─── GIVEN INFORMATION

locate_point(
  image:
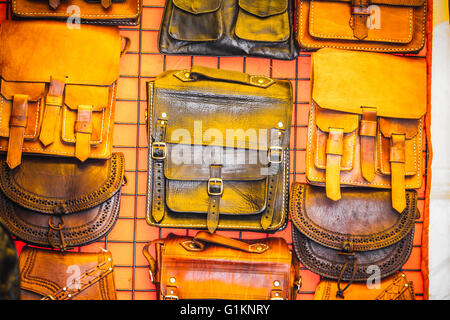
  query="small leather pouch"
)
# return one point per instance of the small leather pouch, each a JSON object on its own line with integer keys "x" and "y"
{"x": 353, "y": 239}
{"x": 368, "y": 25}
{"x": 366, "y": 122}
{"x": 218, "y": 154}
{"x": 52, "y": 275}
{"x": 229, "y": 28}
{"x": 109, "y": 12}
{"x": 395, "y": 287}
{"x": 58, "y": 89}
{"x": 60, "y": 203}
{"x": 210, "y": 266}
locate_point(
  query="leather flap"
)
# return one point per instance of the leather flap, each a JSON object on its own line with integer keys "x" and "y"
{"x": 198, "y": 6}
{"x": 33, "y": 51}
{"x": 61, "y": 185}
{"x": 264, "y": 8}
{"x": 362, "y": 218}
{"x": 348, "y": 80}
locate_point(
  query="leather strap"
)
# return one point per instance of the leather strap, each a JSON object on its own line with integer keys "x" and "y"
{"x": 368, "y": 132}
{"x": 17, "y": 125}
{"x": 333, "y": 168}
{"x": 83, "y": 132}
{"x": 397, "y": 160}
{"x": 53, "y": 104}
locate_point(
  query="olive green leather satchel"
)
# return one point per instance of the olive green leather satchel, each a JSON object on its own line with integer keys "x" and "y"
{"x": 218, "y": 153}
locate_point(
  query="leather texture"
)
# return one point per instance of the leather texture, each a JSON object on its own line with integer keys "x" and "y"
{"x": 57, "y": 100}
{"x": 52, "y": 275}
{"x": 9, "y": 267}
{"x": 263, "y": 28}
{"x": 210, "y": 266}
{"x": 59, "y": 202}
{"x": 366, "y": 25}
{"x": 366, "y": 122}
{"x": 211, "y": 134}
{"x": 396, "y": 287}
{"x": 103, "y": 12}
{"x": 343, "y": 240}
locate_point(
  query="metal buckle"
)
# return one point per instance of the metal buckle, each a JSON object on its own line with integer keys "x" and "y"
{"x": 279, "y": 154}
{"x": 214, "y": 182}
{"x": 159, "y": 146}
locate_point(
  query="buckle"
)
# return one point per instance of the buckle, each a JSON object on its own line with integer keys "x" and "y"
{"x": 275, "y": 154}
{"x": 215, "y": 186}
{"x": 158, "y": 150}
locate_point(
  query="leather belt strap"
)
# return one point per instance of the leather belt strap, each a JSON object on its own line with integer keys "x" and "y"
{"x": 53, "y": 104}
{"x": 333, "y": 168}
{"x": 368, "y": 132}
{"x": 397, "y": 160}
{"x": 360, "y": 14}
{"x": 215, "y": 191}
{"x": 83, "y": 132}
{"x": 17, "y": 124}
{"x": 158, "y": 153}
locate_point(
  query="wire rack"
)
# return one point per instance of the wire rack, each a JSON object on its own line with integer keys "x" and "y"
{"x": 143, "y": 63}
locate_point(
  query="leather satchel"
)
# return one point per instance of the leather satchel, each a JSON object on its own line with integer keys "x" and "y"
{"x": 59, "y": 202}
{"x": 210, "y": 266}
{"x": 218, "y": 154}
{"x": 368, "y": 25}
{"x": 109, "y": 12}
{"x": 263, "y": 28}
{"x": 353, "y": 239}
{"x": 396, "y": 287}
{"x": 52, "y": 275}
{"x": 9, "y": 267}
{"x": 57, "y": 99}
{"x": 366, "y": 122}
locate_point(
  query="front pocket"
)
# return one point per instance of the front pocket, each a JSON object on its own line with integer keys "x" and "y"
{"x": 196, "y": 20}
{"x": 263, "y": 20}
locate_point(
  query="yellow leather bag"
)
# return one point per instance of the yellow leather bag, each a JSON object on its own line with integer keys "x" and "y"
{"x": 368, "y": 25}
{"x": 58, "y": 89}
{"x": 366, "y": 122}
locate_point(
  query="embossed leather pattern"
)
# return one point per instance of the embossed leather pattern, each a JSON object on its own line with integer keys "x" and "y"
{"x": 57, "y": 202}
{"x": 235, "y": 179}
{"x": 110, "y": 12}
{"x": 366, "y": 25}
{"x": 209, "y": 266}
{"x": 52, "y": 275}
{"x": 229, "y": 28}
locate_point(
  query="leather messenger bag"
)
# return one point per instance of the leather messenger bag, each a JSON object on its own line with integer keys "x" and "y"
{"x": 52, "y": 275}
{"x": 58, "y": 89}
{"x": 366, "y": 122}
{"x": 367, "y": 25}
{"x": 351, "y": 240}
{"x": 109, "y": 12}
{"x": 59, "y": 202}
{"x": 211, "y": 266}
{"x": 263, "y": 28}
{"x": 218, "y": 155}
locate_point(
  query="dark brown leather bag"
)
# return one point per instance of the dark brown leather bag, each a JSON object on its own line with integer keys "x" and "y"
{"x": 353, "y": 238}
{"x": 52, "y": 275}
{"x": 210, "y": 266}
{"x": 60, "y": 202}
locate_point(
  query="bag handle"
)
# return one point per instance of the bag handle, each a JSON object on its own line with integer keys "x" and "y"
{"x": 200, "y": 72}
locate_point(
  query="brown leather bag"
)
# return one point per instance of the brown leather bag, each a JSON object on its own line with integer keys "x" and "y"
{"x": 210, "y": 266}
{"x": 58, "y": 89}
{"x": 354, "y": 238}
{"x": 52, "y": 275}
{"x": 59, "y": 202}
{"x": 396, "y": 287}
{"x": 368, "y": 25}
{"x": 366, "y": 122}
{"x": 109, "y": 12}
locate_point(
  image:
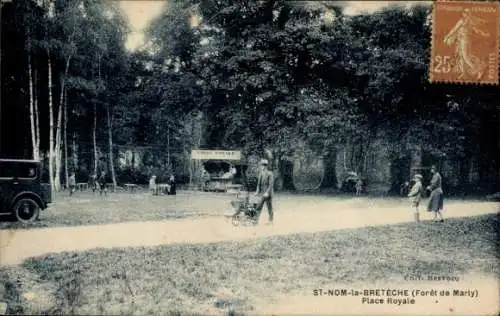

──────

◆ **EXERCISE DETAILS**: List each line of the records above that contains the string "small". Case counts, so match uppercase and lowercase letters exactly.

◆ **RESULT BELOW**:
  query="small leather pouch"
# return one point per instance of the small leather pouch, each a JSON object on its own line with integer keys "x" and "y"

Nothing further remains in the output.